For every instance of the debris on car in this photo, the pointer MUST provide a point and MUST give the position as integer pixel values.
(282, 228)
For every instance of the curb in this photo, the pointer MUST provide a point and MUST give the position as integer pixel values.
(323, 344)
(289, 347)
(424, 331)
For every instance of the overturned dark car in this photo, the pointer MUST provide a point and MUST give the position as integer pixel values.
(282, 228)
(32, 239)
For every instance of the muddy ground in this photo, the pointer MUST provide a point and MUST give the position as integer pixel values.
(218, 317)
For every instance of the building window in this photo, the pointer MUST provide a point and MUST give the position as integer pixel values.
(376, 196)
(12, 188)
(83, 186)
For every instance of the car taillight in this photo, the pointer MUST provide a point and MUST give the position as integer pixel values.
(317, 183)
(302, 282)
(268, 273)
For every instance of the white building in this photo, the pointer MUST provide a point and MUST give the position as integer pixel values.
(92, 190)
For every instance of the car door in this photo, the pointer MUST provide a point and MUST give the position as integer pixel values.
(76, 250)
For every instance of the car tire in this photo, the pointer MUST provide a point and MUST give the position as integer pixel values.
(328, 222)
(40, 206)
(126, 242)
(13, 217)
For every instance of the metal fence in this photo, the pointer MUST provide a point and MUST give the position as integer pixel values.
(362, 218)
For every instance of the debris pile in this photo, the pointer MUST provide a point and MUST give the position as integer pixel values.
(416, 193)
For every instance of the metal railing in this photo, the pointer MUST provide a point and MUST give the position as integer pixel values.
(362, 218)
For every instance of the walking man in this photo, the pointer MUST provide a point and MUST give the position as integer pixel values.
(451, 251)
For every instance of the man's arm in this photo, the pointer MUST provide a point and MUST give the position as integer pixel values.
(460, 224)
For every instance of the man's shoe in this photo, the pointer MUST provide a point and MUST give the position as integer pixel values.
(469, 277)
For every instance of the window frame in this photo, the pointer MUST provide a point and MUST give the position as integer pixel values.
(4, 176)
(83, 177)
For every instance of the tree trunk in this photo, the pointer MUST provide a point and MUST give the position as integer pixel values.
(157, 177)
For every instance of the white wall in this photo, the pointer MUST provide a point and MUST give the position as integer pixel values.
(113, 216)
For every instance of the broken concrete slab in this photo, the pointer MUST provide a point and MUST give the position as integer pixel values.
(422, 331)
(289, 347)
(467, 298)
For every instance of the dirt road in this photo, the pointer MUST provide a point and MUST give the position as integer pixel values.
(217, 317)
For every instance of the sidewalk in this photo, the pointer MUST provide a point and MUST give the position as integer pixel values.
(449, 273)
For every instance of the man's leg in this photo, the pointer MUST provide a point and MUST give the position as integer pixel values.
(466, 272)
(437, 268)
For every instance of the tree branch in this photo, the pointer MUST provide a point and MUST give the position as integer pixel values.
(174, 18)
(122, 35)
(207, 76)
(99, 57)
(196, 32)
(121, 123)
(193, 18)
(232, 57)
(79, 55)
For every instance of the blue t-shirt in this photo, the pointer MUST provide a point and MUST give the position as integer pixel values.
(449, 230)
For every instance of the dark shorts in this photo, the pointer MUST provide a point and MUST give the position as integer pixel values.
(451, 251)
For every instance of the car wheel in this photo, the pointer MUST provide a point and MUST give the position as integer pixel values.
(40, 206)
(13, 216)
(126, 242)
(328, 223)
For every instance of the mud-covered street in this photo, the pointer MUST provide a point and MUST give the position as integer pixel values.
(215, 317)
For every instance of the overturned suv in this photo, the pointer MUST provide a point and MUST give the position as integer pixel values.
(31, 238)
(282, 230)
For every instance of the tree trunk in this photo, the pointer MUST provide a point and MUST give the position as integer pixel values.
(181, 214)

### Try it
Every line from the line containing "For every instance of the overturned suv" to the last line of the material above must be repeated exactly, and no other line.

### Result
For every instance of the overturned suv in this photo, the pointer MUST provide a point and MUST give the position as integer pixel values.
(31, 238)
(282, 230)
For every instance of the tree trunk in this photo, the pointer MUST provide a point and MUST give the position as integer pixel values.
(181, 214)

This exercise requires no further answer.